WORK TASK: Line by line, copy the listing below exactly.

===== DATA FOR THIS TASK

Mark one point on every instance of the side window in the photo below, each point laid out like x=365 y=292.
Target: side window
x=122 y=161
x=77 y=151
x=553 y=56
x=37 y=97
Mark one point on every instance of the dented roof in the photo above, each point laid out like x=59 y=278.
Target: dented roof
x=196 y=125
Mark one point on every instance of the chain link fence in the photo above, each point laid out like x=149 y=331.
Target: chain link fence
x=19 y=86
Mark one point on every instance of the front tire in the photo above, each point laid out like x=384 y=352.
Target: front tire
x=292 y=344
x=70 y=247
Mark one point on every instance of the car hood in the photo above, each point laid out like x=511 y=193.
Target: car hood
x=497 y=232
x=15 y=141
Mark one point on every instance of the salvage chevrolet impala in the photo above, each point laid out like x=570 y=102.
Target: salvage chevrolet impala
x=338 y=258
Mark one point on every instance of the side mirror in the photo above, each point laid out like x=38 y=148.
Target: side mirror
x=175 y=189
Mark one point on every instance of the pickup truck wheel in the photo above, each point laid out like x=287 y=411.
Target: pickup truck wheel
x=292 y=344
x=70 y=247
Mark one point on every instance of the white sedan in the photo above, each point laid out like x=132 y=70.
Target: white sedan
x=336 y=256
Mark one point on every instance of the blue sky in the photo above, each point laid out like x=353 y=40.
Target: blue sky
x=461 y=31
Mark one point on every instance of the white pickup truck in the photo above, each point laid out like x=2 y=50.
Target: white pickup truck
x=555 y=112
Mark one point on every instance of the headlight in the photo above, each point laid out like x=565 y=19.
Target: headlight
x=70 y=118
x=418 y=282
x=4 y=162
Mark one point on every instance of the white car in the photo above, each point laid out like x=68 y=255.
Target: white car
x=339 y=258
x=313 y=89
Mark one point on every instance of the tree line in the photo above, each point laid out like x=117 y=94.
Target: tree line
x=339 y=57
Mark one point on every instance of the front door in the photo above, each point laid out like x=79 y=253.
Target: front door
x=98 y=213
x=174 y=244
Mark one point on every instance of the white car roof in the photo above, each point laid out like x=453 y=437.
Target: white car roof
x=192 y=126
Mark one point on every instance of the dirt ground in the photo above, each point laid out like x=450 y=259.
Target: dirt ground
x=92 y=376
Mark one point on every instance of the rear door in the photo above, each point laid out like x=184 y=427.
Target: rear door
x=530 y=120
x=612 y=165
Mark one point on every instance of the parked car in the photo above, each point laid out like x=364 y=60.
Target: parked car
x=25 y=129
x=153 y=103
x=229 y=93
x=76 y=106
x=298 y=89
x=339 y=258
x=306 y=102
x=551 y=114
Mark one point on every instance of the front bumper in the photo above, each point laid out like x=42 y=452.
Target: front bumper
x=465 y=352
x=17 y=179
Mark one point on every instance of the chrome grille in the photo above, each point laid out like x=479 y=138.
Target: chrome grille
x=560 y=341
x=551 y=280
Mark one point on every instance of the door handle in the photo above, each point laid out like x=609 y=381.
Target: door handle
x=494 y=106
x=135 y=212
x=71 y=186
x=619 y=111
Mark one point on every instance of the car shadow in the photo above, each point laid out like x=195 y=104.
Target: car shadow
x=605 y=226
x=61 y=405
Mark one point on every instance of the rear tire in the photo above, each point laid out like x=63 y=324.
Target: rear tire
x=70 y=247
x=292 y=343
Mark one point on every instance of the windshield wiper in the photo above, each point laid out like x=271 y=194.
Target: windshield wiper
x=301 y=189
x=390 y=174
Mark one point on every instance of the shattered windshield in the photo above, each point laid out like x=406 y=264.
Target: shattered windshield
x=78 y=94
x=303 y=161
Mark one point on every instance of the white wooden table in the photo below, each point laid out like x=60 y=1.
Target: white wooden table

==========

RESPONSE AREA:
Mark one point on every instance of the side window in the photo below, each point laid out like x=365 y=292.
Target: side window
x=122 y=161
x=77 y=151
x=553 y=56
x=37 y=97
Mark one point on every instance of the dented roof in the photo above, each point laid out like x=59 y=278.
Target: dented roof
x=196 y=125
Mark one point on every instance of the chain link fence in the photo above, each point laid out like x=149 y=331.
Target: chain link fence
x=19 y=86
Mark one point on every instance of the front tire in the photo above, each point laid out like x=384 y=352.
Target: front tire
x=292 y=344
x=70 y=247
Mark one point on every instance of the car hood in the photo above, each point laid out like x=511 y=193.
Target: car hood
x=497 y=232
x=15 y=141
Mark one point on every instance of the salvage chevrolet impala in the photo above, each point laid out like x=570 y=102.
Target: salvage chevrolet impala
x=338 y=258
Mark one point on every instance of the side mirror in the photo above, each point laid out like x=38 y=148.
Target: side mirror
x=175 y=189
Mark one point on every instance of the pickup truck wheel in the photo above, each point laid out like x=287 y=411.
Target: pickup truck wheel
x=292 y=344
x=70 y=247
Mark one point on every instance of the white sedan in the photo above, each point laid out like x=132 y=70.
Target: white sedan
x=336 y=256
Mark one point on every instance of the blue sky in the photo above, each point laid out like x=353 y=40.
Target: blue sky
x=461 y=31
Mark one point on every instance of the white pickup truck in the photo above, each point laid out like x=2 y=50.
Target: white pickup truck
x=555 y=112
Mark one point on every instance of the headlight in the photo above, each point laid out like x=565 y=19.
Target: headlight
x=70 y=118
x=418 y=282
x=4 y=162
Mark one point on every instance of the white car in the photo above, each point laid out like x=68 y=255.
Target: white car
x=339 y=258
x=313 y=89
Mark one point on every instance of the tree line in the photo above, each point laid out like x=117 y=94.
Target: tree line
x=339 y=57
Mark one point on every instance of the front door in the photo above, each point laid out like x=79 y=253.
Target: front door
x=98 y=213
x=174 y=244
Mark one point on every instance of the white car roof in the photo above, each point laid out like x=453 y=437.
Target: white car roof
x=192 y=126
Mark one point on every instance of the dirt ground in the photo above, each point laid out like x=450 y=259.
Target: dirt ground
x=92 y=376
Mark one point on every instance of the rear door in the photo above, each point laid out like x=184 y=427.
Target: rear door
x=530 y=120
x=612 y=165
Mark one point on every instance of the parked car in the photo above, each point laid out like x=364 y=60.
Target: parked car
x=25 y=129
x=153 y=103
x=229 y=93
x=76 y=106
x=298 y=89
x=339 y=258
x=306 y=102
x=551 y=114
Mark one point on every instance of the front bumper in the photo above, each point laid out like x=42 y=452.
Target: front bumper
x=465 y=352
x=17 y=179
Mark one point on every instance of the chrome grille in the photo above, each point laid out like x=479 y=138.
Target: chrome grille
x=560 y=341
x=551 y=280
Mark one point on every instance of the door handle in the photo above, each point laid out like x=609 y=381.
Target: door handle
x=494 y=106
x=135 y=212
x=71 y=186
x=619 y=111
Mark one point on every instance of the car shadow in the photo above, each point laid out like x=195 y=104.
Target: car shadow
x=605 y=226
x=61 y=405
Mark one point on every instance of the rear tire in the photo above, each point laid out like x=63 y=324.
Target: rear tire
x=70 y=247
x=292 y=343
Mark one point on every instance of the windshield wiper in the photo above, each point laid out like x=271 y=194.
Target: windshield wiper
x=301 y=189
x=390 y=174
Mark one point on every instance of the shattered windshield in the photo above, each point laid out like x=406 y=264.
Target: shattered windshield
x=78 y=94
x=303 y=161
Mark one point on every instance of the white wooden table in the photo below, each point laid out like x=60 y=1.
Target: white wooden table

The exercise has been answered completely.